## Work instruction A
Return the stretch of the Mayo visit blog from "Thursday, December 12, 2013" through "for next steps)".
## Work instruction B
In the Mayo visit blog, how much tumor growth does the clinical trial allow before a patient is removed from it?

## Passage
[Start of section]

Thursday, December 12, 2013
In the interest of keeping people updated, and not having to make a million phone calls to do it, I will attempt to sum up my Mayo visit for anyone who's interested.
The clinical trial that I was on allows for only 20% tumor growth (based on intake measurements of 2 tumors) before you are removed from the trial. My scan from Tuesday showed that I crossed that threshold (24% growth) and so I am no longer taking the trial medication. Allow me to point out a few things that may forestall any forthcoming freak out:
1. I went to this appointment totally expecting to stop taking the trial medication (not because of tumor growth, but because my doctor had already told me last month about some things he was pondering for next steps)
2. The tumors that have had the 24% growth are in my lungs and were small to begin with (maybe 1cm) and so when put into perspective, 24% of small is still well, small, right?
3. What my doctor is proposing and trying to line up for about 2 months from now is kind of exciting and potentially beneficial to others with cholangiocarcinoma, not just myself. I don't have all the details yet and haven't fully wrapped my mind around the ones that I do have, but it sounds as though we are going to get Mayo Clinic's Individualized Medicine team involved and possibly some others.
So the news from Mayo this trip has been disappointing and exciting and slightly terrifying (for me at least) in measures that vary from moment to moment. I have two glorious treatment free months stretching out before me and a glimmer of hope sparkling on the horizon. I suspect that that hope is one of those things that seems beautiful from a distance but up close is bigger and more frightening than you anticipate. But I will cross that bridge when I get to it and the joy of the present is enough to sustain me through the rainy days.
Thursday, November 14, 2013
I can hardly believe that it has been a year since I posted and yet, at the same time, it seems like even more time than that has passed. Life has been eventful and we have been busy living it. Let me see if I can catch you up on some of the events of the past year.
First, that clinical trial that I mentioned a year ago I ended up starting last December. It is an oral medication that is aimed at inhibiting blood vessel growth around tumors. It is not the most pleasant drug to take, but all in all, it isn't the worst drug I've been on either. Like any medication, it has side effects. Some, like headache and nausea, are typical, but some side effects are just wacky. This drug doesn't make my hair fall out (though it does seem to be thinning) but it does make my skin and hair lose all its pigment. Yes, that's right, my hair grows out completely without pigment. My hair is clear, but pretty much just looks white. Check out this picture of my eyelashes. One eye with mascara, one without.
So, I've been on this trial for nearly a year and while it has slowed my lung tumor growth, my doctor is looking ahead to something that may be of more benefit to me. More on that when I know more. But for now, I am doing tolerably well. I am feeling okay for the most part and can keep up with Kylynn reasonably well (that kid has a LOT of energy).

[End of section]

## Information
[Start of section]

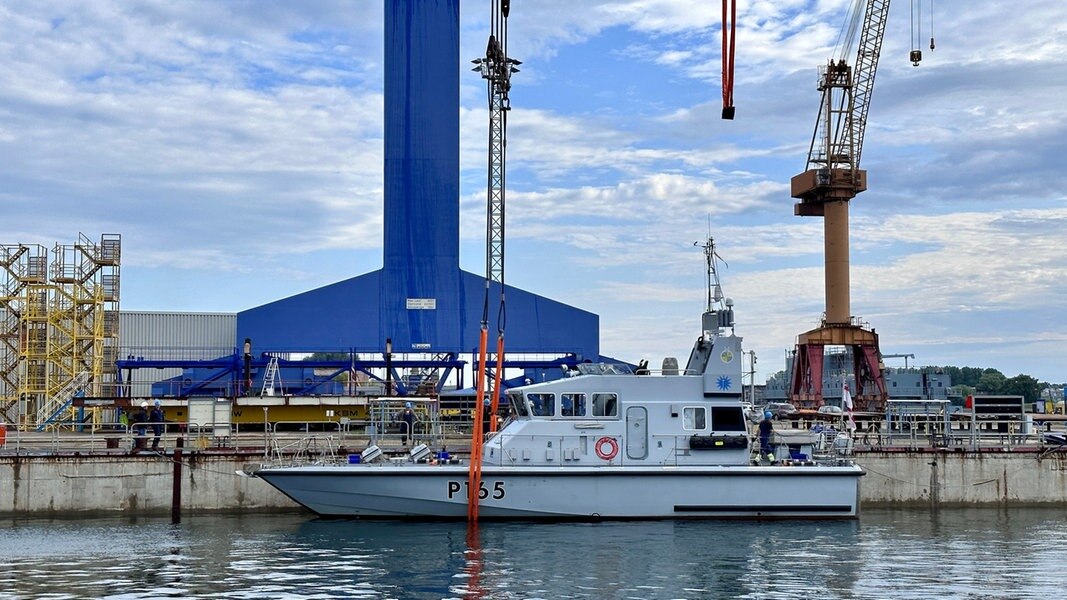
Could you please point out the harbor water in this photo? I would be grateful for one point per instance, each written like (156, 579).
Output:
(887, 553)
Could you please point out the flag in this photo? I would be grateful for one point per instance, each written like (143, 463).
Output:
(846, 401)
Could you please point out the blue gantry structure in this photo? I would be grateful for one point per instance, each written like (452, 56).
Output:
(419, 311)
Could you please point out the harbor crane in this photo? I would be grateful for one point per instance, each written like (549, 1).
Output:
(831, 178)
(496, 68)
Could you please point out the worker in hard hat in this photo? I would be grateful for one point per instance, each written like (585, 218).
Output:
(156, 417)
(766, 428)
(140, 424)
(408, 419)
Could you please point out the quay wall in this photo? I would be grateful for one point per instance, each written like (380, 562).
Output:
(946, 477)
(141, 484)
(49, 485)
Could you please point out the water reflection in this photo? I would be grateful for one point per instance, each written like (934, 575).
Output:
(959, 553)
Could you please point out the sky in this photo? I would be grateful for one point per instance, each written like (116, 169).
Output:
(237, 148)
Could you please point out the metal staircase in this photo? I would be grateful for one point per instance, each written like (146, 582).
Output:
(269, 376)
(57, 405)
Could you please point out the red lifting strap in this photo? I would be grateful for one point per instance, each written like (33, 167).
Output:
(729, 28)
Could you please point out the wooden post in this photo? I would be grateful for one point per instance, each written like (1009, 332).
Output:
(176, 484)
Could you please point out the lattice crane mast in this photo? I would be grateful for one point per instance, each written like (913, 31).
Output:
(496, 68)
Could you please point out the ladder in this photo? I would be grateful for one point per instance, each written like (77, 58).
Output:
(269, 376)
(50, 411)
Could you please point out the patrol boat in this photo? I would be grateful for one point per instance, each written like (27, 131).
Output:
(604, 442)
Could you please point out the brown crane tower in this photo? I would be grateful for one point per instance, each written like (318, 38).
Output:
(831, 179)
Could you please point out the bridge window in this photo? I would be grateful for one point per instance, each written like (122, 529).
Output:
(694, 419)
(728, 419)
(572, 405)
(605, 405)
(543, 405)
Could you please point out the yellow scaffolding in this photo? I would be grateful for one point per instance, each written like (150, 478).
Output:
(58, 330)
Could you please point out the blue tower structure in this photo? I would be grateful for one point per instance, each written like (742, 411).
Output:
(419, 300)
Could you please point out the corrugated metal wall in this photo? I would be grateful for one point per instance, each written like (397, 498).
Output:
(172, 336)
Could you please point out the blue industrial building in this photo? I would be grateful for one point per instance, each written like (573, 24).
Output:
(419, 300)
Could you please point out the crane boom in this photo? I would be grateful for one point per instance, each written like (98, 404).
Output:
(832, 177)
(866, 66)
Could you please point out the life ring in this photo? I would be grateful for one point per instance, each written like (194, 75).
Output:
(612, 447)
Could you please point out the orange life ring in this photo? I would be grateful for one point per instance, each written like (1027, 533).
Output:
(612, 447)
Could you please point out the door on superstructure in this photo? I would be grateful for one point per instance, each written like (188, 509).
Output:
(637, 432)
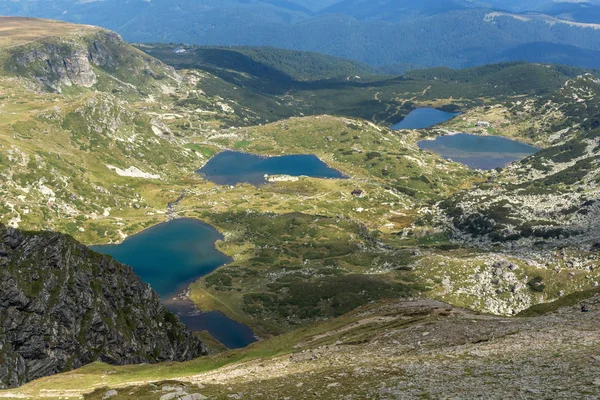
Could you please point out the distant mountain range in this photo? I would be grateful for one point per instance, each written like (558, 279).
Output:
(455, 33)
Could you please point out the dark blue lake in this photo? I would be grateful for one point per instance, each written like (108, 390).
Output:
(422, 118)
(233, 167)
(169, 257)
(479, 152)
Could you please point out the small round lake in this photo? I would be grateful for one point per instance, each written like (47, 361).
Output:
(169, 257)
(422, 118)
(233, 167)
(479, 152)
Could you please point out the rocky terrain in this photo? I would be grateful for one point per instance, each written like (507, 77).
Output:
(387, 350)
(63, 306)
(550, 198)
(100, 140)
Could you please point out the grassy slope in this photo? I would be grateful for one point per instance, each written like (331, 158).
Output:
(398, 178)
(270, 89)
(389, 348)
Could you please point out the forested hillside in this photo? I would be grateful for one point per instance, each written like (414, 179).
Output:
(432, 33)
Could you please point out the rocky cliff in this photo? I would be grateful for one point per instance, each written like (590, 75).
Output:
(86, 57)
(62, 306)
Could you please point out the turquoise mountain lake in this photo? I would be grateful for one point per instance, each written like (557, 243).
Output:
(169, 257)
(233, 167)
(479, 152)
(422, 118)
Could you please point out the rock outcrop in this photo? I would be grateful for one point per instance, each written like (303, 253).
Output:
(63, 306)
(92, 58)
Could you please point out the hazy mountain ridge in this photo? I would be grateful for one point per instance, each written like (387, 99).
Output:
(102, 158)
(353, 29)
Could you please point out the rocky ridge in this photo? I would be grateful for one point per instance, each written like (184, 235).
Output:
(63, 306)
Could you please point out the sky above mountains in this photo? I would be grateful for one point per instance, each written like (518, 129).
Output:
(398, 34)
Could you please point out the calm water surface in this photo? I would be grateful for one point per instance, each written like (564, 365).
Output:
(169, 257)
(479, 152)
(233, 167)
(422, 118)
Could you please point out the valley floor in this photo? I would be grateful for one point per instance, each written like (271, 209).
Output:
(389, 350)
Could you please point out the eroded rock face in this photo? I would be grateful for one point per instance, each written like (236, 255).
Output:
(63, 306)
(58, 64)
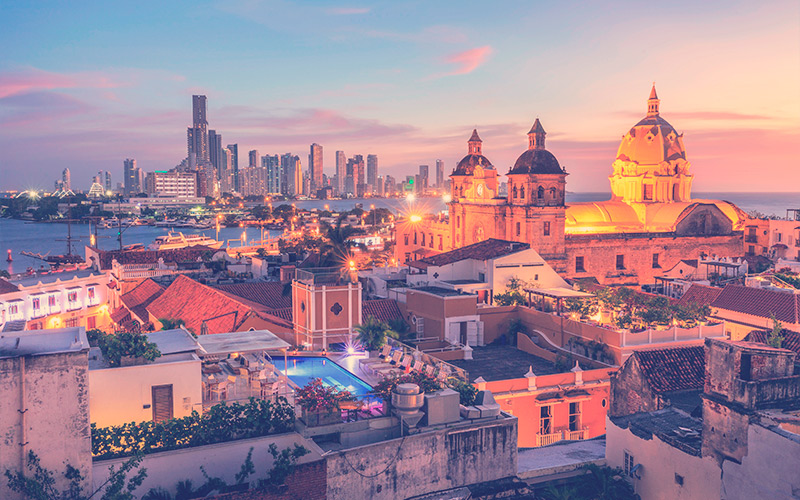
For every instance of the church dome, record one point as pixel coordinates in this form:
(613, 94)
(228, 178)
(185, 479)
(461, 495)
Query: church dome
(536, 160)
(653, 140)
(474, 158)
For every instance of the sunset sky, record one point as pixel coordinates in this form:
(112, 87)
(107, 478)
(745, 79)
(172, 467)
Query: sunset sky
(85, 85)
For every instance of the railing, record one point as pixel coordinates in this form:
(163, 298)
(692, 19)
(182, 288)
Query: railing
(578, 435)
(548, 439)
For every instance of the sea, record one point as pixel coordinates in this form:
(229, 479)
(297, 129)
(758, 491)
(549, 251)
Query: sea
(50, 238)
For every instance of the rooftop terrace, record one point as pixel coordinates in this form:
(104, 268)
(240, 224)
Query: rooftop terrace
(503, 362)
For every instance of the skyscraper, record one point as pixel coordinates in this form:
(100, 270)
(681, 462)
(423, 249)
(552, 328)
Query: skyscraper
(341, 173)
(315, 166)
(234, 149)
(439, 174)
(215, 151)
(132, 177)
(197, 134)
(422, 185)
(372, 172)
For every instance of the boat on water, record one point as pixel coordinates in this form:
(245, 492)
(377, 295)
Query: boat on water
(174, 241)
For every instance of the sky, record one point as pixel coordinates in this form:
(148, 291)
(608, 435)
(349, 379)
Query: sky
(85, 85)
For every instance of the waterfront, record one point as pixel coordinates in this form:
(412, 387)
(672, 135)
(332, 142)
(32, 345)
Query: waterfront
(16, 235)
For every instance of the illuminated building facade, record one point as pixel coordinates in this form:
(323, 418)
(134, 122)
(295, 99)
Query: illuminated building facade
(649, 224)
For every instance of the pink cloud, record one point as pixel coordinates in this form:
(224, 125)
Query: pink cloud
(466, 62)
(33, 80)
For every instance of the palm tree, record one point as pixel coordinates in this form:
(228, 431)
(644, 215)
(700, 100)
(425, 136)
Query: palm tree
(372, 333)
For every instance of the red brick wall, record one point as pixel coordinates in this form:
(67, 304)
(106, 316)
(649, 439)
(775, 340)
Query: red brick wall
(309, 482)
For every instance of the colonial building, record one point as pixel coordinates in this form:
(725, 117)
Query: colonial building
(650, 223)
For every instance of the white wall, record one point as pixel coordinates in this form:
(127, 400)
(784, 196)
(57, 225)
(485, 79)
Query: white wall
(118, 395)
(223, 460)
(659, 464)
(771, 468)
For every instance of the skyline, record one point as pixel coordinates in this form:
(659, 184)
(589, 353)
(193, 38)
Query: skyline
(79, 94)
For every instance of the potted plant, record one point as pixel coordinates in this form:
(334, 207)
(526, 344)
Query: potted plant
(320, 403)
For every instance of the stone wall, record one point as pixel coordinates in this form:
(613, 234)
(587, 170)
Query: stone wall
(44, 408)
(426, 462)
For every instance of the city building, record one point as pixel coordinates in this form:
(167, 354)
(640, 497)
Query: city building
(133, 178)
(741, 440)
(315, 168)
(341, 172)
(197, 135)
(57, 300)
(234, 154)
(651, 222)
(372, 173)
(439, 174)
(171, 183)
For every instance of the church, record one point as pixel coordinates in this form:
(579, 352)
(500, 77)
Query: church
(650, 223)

[End of section]
[Start of section]

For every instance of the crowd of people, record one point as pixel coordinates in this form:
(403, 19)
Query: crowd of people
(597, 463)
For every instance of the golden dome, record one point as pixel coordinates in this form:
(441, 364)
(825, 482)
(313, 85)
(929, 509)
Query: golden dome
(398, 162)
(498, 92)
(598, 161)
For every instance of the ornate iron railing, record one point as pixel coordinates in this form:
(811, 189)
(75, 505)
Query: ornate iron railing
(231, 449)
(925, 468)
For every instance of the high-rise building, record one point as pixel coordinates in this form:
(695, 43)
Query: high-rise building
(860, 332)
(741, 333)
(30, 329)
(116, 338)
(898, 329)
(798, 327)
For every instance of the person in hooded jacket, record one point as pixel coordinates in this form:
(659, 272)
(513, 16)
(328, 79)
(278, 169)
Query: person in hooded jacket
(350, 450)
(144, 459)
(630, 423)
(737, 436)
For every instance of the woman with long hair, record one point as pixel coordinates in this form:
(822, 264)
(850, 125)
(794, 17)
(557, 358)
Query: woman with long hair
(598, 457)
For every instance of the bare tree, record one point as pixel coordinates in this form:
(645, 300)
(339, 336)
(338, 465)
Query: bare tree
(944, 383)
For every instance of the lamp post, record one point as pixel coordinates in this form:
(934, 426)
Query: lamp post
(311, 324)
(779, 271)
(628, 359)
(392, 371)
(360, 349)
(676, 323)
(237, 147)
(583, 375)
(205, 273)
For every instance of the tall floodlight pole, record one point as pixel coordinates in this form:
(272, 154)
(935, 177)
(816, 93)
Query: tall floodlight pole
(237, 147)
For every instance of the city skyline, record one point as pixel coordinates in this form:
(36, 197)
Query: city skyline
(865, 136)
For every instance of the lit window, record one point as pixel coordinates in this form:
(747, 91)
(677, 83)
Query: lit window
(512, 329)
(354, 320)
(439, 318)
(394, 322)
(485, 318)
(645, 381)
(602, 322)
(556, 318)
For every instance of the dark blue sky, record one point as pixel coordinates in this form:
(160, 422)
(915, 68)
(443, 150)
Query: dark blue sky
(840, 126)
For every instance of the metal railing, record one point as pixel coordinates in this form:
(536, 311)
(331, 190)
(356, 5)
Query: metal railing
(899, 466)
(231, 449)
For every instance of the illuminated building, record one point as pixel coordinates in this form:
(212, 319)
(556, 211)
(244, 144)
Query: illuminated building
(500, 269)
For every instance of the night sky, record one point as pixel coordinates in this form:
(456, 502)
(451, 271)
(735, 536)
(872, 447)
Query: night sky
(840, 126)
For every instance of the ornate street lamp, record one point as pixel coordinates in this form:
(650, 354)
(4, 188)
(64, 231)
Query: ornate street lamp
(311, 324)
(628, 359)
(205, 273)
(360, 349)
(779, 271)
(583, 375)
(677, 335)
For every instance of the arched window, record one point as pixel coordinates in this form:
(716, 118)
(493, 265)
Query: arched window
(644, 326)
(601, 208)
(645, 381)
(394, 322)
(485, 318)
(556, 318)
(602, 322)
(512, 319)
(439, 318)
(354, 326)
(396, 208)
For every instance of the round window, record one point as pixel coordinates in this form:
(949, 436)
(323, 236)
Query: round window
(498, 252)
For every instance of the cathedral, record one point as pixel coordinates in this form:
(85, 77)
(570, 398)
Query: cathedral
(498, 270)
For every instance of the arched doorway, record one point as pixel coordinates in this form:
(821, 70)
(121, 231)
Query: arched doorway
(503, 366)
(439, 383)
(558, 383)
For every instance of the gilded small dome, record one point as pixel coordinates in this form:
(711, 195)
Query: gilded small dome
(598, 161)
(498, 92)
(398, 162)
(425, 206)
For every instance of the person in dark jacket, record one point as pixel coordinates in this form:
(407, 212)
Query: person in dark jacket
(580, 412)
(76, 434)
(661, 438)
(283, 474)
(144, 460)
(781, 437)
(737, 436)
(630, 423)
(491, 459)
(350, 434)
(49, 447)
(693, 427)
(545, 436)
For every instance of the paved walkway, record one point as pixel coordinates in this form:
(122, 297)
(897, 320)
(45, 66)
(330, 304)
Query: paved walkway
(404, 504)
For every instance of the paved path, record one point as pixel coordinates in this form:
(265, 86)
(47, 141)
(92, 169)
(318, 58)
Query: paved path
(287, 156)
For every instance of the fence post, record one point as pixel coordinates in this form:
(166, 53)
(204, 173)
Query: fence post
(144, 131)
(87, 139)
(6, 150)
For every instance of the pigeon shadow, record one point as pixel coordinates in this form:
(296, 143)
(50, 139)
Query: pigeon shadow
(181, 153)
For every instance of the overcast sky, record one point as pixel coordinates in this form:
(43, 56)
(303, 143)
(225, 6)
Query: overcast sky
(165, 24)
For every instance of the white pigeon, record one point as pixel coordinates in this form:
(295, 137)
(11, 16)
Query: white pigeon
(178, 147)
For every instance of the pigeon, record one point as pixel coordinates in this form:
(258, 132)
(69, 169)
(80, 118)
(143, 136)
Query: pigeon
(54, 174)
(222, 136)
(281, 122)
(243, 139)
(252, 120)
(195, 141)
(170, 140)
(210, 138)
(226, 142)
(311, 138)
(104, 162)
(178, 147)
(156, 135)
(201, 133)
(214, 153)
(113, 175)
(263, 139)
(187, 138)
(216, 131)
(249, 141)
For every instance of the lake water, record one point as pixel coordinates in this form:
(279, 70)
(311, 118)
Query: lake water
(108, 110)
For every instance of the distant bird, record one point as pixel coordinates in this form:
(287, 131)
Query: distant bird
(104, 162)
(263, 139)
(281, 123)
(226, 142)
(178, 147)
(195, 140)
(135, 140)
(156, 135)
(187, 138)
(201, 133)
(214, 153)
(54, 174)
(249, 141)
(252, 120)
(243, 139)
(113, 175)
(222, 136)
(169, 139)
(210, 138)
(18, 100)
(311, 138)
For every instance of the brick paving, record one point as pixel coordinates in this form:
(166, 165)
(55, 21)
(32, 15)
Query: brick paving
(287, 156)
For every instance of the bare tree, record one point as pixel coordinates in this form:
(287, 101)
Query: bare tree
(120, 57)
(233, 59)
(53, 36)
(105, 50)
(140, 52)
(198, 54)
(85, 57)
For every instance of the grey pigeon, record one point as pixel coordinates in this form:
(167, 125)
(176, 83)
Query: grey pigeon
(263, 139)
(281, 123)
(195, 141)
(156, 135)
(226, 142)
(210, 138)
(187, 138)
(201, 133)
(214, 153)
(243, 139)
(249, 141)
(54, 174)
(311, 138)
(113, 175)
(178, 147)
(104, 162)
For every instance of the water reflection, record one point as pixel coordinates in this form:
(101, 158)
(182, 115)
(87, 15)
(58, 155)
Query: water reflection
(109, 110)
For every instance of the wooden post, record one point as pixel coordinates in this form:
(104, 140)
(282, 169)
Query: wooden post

[End of section]
[Start of section]

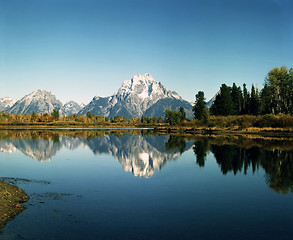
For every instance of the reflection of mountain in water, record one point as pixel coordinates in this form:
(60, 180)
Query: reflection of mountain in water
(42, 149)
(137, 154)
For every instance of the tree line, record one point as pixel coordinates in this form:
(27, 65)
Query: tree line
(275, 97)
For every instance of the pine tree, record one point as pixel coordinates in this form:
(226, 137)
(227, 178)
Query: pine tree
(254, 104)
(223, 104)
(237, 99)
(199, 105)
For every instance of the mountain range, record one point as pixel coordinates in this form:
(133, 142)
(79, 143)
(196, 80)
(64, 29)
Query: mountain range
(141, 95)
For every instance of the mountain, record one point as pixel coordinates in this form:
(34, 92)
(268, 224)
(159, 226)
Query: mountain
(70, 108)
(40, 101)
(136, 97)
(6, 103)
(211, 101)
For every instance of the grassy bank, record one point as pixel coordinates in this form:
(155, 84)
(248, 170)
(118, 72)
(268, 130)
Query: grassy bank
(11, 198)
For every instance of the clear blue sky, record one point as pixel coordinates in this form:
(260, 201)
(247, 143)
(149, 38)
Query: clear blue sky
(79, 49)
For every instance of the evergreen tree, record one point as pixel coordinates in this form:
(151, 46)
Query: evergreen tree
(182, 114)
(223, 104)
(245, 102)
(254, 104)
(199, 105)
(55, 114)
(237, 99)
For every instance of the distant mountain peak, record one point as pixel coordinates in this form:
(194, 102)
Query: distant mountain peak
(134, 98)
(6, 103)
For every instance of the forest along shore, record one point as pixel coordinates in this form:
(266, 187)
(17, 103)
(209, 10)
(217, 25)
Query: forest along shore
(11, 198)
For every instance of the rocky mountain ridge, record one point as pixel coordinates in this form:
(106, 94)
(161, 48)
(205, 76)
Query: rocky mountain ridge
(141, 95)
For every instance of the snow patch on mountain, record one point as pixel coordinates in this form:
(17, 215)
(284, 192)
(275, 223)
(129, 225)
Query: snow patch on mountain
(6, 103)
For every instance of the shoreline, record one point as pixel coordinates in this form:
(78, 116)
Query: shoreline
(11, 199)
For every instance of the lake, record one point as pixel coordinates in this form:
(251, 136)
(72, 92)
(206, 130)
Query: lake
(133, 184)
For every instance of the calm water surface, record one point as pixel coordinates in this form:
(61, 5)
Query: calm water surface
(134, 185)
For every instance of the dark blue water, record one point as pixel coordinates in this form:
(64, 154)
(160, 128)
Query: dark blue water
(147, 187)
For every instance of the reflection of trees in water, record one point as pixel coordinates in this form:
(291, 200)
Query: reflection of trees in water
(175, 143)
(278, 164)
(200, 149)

[End of section]

## Result A
Thursday, December 12, 2013
In the interest of keeping people updated, and not having to make a million phone calls to do it, I will attempt to sum up my Mayo visit for anyone who's interested.
The clinical trial that I was on allows for only 20% tumor growth (based on intake measurements of 2 tumors) before you are removed from the trial. My scan from Tuesday showed that I crossed that threshold (24% growth) and so I am no longer taking the trial medication. Allow me to point out a few things that may forestall any forthcoming freak out:
1. I went to this appointment totally expecting to stop taking the trial medication (not because of tumor growth, but because my doctor had already told me last month about some things he was pondering for next steps)

## Result B
20% tumor growth, based on intake measurements of 2 tumors.